Problems to solve:
1 – Locate each line of the records containing the string "below" and copy those lines out. Case counts.
2 – Carry on the profile of Jean Kennedy Smith as ambassador to Ireland, picking up right after its final sentence.

Source:

********

Jean Kennedy Smith has now been ambassador to Ireland for two years, during which time she has played a leading role in the peace process. Niall O’Dowd interviews and profiles the 1995 “Irish American of the Year.”
“Next to President of the United States, Ambassador to Ireland is surely one of the best jobs an Irish American can hold,” says Jean Kennedy Smith who was appointed in March 1992.
It had an added bonus for her too. Her father, Joseph Kennedy Sr., was Ambassador to Britain, so her new role made them the first father/daughter combination to serve as ambassadors in U.S. diplomatic history. In addition, there was her mother’s lifelong regard for the land of her ancestors — a love she made clear in her book Times to Remember.
Both parents would be proud of the job their daughter has done. By any objective definition she is the most effective Ambassador to the Republic of Ireland from the United States since the countries began diplomatic relations in 1949.
There were fears when she took the job that she would become “a lady who lunched,” another evanescent social butterfly on the Dublin scene with her own list of worthy charities to champion. However, she has rarely appeared in the gossip pages, and when she does appear in the newspaper it is usually in connection with the Northern peace process to which her name is now indelibly linked.
Her friend Arthur Schlesinger, the historian and Pulitzer Prize winning author, for one, is not surprised. “Jean may well be the best politician of all the Kennedys,” he says, “but she needed this position in Ireland to really show that.”
Her pivotal role in the peace process alone has won her a place, not only in the history books, but also in the hearts and minds of millions of Irish and Irish Americans, many of whom, ironically, questioned her fitness for the post in the first instance.
But even outside the peace process, she has brought a Kennedy style and verve back to a job that many Irish had begun to despair about in the latter stages of the Bush presidency when the intent was clearly to keep rewarding some old Republican war-horses with the choice plum of an Irish posting.
Her most recent predecessor, William FitzGerald, for instance, 84 when he was appointed, had embarrassed Irish Americans during his confirmation hearings when he was clearly unable to tell the difference between Northern Unionists and Nationalists.
Kennedy has revitalized the American presence in Dublin. Once more invitations to the white mansion in Phoenix Park, the Ambassador’s residence, are eagerly sought, and a steady stream of poets, philosophers, politicians and just plain folk have flocked there. According to Irish Independent columnist Angela Phelan “Jean Kennedy Smith has transformed the image of the American ambassador in the past two years. It has really been a remarkable turn-around.”
At first glance, there were those who thought Jean Kennedy Smith would be little better than her immediate predecessors. It was clear that her brother, Senator Edward Kennedy, had worked hard for her appointment, and that President Clinton had acquiesced because the senator wanted it.

********

(Point annotation dataset records)
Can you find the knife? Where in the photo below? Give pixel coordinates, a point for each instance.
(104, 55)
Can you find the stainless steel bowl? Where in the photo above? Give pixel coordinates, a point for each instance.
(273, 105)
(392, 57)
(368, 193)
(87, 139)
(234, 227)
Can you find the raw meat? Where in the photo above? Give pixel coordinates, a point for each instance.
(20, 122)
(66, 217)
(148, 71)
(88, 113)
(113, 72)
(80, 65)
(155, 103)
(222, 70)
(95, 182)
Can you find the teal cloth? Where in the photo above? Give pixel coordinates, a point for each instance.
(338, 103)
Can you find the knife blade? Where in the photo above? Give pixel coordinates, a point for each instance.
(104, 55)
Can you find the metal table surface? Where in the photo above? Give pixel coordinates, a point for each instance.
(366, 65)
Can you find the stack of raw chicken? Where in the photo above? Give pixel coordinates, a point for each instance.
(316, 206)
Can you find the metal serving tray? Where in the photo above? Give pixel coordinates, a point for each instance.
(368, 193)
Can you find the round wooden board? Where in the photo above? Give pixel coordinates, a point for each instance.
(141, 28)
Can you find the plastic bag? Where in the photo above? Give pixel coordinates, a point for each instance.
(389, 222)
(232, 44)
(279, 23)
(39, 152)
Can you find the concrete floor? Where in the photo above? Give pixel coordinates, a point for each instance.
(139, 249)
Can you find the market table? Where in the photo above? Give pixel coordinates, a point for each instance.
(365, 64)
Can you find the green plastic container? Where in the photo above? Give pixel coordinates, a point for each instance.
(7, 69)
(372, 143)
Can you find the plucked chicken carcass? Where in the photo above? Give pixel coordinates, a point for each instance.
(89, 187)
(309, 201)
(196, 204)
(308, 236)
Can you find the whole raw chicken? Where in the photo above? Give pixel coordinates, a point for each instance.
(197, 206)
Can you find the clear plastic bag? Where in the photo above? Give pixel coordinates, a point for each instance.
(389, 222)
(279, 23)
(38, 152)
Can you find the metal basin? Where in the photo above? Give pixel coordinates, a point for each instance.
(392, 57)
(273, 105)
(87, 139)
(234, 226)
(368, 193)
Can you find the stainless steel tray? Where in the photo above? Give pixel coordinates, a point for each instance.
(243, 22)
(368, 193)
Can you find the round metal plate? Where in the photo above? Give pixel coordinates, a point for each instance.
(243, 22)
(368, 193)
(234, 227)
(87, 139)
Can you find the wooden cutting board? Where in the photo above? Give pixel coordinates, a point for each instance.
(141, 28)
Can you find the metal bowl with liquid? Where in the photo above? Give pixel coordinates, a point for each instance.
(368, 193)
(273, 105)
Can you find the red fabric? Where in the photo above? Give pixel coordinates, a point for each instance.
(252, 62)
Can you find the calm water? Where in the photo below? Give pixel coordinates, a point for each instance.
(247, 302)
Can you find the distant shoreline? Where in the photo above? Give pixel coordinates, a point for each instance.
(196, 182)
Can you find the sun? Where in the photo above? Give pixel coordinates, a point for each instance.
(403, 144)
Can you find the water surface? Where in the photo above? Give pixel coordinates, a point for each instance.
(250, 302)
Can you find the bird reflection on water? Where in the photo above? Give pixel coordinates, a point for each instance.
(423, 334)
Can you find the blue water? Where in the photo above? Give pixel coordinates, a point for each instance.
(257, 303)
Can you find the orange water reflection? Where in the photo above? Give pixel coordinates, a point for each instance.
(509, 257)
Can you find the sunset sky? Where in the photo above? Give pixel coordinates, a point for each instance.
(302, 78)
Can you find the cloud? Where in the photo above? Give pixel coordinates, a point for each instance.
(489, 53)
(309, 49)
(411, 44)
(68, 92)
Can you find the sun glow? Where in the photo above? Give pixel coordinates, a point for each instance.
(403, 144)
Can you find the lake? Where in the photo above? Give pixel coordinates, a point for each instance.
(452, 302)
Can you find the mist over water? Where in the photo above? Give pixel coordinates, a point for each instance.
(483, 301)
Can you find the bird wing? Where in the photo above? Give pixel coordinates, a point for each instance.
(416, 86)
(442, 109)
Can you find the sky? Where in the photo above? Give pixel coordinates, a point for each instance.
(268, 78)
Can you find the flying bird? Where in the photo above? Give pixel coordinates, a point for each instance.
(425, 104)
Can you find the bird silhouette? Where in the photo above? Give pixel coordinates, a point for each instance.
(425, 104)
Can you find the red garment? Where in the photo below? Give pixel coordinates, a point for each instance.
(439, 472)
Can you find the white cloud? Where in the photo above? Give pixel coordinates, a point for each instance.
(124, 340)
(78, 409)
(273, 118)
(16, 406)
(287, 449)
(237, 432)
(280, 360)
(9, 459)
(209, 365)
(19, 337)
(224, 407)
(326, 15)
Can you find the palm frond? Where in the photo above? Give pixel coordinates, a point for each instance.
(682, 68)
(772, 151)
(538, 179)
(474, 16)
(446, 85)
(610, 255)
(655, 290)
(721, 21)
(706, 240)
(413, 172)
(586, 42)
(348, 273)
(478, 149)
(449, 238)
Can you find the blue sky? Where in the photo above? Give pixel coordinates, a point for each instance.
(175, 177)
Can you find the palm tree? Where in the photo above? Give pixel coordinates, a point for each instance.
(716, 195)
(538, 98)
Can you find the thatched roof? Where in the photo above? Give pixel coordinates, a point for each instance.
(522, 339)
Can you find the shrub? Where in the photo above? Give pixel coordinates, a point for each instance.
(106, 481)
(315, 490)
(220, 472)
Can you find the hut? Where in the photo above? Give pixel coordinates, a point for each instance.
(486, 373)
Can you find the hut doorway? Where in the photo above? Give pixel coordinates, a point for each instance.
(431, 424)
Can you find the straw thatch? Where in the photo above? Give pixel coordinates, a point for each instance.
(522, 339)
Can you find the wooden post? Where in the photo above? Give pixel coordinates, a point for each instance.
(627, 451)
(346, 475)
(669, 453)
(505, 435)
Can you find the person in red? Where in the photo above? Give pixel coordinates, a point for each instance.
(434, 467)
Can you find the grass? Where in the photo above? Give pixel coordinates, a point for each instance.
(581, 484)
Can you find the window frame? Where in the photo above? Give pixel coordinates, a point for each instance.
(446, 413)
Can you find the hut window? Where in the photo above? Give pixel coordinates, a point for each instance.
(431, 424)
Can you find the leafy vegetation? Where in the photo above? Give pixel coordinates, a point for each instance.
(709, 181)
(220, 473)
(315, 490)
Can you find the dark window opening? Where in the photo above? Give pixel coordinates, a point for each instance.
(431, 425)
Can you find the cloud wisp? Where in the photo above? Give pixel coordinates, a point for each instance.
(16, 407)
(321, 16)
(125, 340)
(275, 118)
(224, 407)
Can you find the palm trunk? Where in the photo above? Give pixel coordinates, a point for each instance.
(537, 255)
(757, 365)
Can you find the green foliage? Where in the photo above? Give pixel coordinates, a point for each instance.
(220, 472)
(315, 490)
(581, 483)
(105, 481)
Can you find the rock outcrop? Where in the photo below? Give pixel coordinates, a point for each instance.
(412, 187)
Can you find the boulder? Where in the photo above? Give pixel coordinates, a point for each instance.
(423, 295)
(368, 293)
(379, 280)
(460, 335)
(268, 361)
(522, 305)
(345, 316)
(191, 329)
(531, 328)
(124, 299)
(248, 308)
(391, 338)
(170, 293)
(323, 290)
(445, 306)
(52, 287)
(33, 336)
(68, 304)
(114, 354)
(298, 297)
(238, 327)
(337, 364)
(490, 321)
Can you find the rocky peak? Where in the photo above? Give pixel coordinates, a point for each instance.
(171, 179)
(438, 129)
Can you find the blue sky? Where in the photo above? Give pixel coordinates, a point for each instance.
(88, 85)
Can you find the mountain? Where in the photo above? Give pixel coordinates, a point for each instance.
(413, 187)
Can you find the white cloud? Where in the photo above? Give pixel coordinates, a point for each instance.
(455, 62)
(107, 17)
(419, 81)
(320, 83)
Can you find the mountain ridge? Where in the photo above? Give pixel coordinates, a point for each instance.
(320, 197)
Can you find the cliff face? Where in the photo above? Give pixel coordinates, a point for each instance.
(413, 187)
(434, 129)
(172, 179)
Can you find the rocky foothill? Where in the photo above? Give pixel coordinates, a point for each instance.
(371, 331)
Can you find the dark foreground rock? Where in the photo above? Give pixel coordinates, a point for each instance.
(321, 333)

********

Task-by-task outputs:
1 –
Can you find the knife? Where in the photo below? Give pixel coordinates, a point for each instance.
Can you find the calm water? Where in the photo below? Give pixel coordinates, a point for each instance.
Can you find the red garment? Where in the photo below? Give pixel coordinates, a point for each instance.
Can you find the rock outcrop? Where in the photo below? Give pixel coordinates, a point for each instance.

2 –
It was not an easy choice. There were at least two other major contenders, both from the Boston area, former Congressman Brian Donnelly and Elizabeth Shannon, wife of former Ambassador William Shannon. Donnelly was the choice of then House Speaker Tom Foley.
“I knew a lot of people didn’t approve,” says Kennedy Smith; “that there would be a lot of questions about whether I was up to the job.” She signaled early on that she was very serious about her responsibilities. A key staffer who was prepping her for the new job and the Senate confirmation hearing was amazed to find briefing books returned almost overnight, and a constant stream of inquiries about aspects of the briefings following.
“She was ferocious about learning everything she could about Ireland, always asking probing questions,” says the staffer. “And she has an amazing capacity for quickly grasping very complex issues.”
She would need all her new-won knowledge and then some. The time and the tide that had brought the Irish peace process to a full flood in 1994 after 25 years of violence deemed that the occupant of the Ambassador’s post in Dublin would be called on to play a crucial role. There were key moments in that historic process which culminated in last year’s IRA ceasefire followed by the Loyalist paramilitary cessation. One was undoubtedly the granting of a U.S. visa to Sinn Féin President Gerry Adams, which essentially broke down the 25-year international wall of silence that had been erected around him and his party.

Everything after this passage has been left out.